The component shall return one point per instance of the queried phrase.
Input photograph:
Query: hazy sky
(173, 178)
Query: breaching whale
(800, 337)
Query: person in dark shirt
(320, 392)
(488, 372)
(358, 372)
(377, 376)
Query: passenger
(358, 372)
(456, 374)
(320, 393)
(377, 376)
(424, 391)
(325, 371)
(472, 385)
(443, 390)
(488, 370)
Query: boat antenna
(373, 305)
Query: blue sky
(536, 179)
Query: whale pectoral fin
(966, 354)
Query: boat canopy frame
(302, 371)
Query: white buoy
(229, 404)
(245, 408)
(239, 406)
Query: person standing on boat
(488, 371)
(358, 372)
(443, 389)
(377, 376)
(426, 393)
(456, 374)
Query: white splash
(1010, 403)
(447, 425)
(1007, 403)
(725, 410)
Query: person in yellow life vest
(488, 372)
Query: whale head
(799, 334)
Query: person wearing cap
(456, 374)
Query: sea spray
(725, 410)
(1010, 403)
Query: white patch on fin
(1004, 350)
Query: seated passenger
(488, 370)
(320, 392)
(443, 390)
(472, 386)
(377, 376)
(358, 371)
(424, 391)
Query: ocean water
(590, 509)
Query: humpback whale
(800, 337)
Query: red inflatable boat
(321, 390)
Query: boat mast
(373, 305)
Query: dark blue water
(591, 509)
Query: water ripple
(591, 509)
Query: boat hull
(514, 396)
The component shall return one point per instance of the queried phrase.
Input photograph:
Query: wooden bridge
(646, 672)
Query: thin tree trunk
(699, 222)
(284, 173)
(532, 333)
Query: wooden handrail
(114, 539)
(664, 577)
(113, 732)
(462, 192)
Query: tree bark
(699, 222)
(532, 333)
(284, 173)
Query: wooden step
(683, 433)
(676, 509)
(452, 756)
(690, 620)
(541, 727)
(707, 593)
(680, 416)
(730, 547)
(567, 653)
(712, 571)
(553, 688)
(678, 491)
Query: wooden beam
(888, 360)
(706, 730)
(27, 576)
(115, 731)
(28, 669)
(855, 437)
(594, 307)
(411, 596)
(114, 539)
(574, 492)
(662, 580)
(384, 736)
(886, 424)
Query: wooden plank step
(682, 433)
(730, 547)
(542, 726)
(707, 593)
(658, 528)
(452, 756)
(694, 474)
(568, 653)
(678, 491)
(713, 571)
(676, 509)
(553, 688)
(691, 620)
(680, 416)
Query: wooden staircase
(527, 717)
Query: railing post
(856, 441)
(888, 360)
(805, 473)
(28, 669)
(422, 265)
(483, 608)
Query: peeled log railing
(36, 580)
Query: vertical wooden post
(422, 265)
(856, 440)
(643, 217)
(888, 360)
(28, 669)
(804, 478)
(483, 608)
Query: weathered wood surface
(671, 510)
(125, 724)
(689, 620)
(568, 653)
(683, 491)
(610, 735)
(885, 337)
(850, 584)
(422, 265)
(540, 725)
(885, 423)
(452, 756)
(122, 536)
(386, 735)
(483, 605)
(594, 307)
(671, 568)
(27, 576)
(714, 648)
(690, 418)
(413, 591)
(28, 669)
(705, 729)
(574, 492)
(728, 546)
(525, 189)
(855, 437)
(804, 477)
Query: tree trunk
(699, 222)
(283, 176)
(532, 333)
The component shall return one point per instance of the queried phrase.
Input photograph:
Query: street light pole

■ ■ ■ ■ ■

Assignment:
The answer must be the full listing, restated word for word.

The answer:
The component shall return one point per instance of the queried phrase.
Input photograph:
Query: hazy sky
(173, 178)
Query: breaching whale
(800, 337)
Query: person in dark shirt
(320, 392)
(488, 372)
(358, 372)
(377, 376)
Query: passenger
(358, 372)
(456, 374)
(320, 393)
(377, 376)
(424, 391)
(325, 371)
(472, 385)
(443, 390)
(488, 370)
Query: boat antenna
(373, 305)
Query: blue sky
(536, 179)
Query: whale pectoral fin
(966, 354)
Query: boat canopy frame
(302, 371)
Query: white buoy
(229, 404)
(245, 408)
(239, 406)
Query: person standing on boat
(488, 371)
(358, 372)
(443, 389)
(377, 376)
(426, 393)
(456, 374)
Query: white splash
(1010, 403)
(447, 425)
(1007, 403)
(725, 410)
Query: person in yellow life vest
(488, 372)
Query: whale head
(799, 334)
Query: person wearing cap
(456, 374)
Query: sea spray
(725, 410)
(1010, 403)
Query: white patch on fin
(1004, 350)
Query: seated passenger
(488, 370)
(320, 392)
(443, 390)
(472, 386)
(377, 376)
(358, 371)
(424, 391)
Query: ocean water
(590, 509)
Query: humpback whale
(800, 337)
Query: red inflatable boat
(321, 390)
Query: boat mast
(373, 305)
Query: dark blue water
(591, 509)
Query: water ripple
(591, 509)
Query: boat hull
(514, 396)
The component shall return one point per instance of the queried phrase.
Input photograph:
Query: wooden bridge
(646, 672)
Query: thin tree trunk
(699, 222)
(284, 173)
(532, 333)
Query: wooden handrail
(114, 539)
(664, 577)
(113, 732)
(462, 192)
Query: tree bark
(699, 222)
(532, 333)
(284, 173)
Query: wooden step
(683, 433)
(676, 509)
(452, 756)
(690, 620)
(541, 727)
(707, 593)
(680, 416)
(730, 547)
(567, 653)
(712, 571)
(553, 688)
(678, 491)
Query: wooden beam
(888, 360)
(706, 730)
(27, 576)
(115, 731)
(28, 669)
(855, 437)
(594, 307)
(411, 596)
(114, 539)
(574, 492)
(662, 580)
(384, 736)
(886, 424)
Query: wooden plank step
(682, 433)
(730, 547)
(542, 726)
(707, 593)
(658, 528)
(452, 756)
(694, 474)
(568, 653)
(678, 491)
(713, 571)
(676, 509)
(553, 688)
(691, 620)
(680, 416)
Query: wooden staircase
(527, 717)
Query: railing post
(856, 441)
(888, 360)
(805, 473)
(28, 669)
(422, 265)
(483, 608)
Query: peeled log railing
(36, 580)
Query: vertical wooden post
(422, 265)
(856, 440)
(643, 217)
(888, 360)
(28, 669)
(804, 478)
(483, 608)
Query: weathered wood surface
(671, 510)
(125, 724)
(689, 620)
(568, 653)
(683, 491)
(610, 735)
(885, 337)
(850, 584)
(422, 265)
(540, 725)
(885, 423)
(452, 756)
(122, 536)
(386, 735)
(483, 605)
(594, 307)
(671, 568)
(27, 576)
(714, 648)
(690, 418)
(413, 591)
(28, 669)
(705, 729)
(574, 492)
(728, 546)
(525, 189)
(855, 437)
(804, 477)
Query: tree trunk
(699, 222)
(283, 176)
(532, 333)
The component shall return one point per instance of the queried phrase.
Input photograph:
Query: street light pole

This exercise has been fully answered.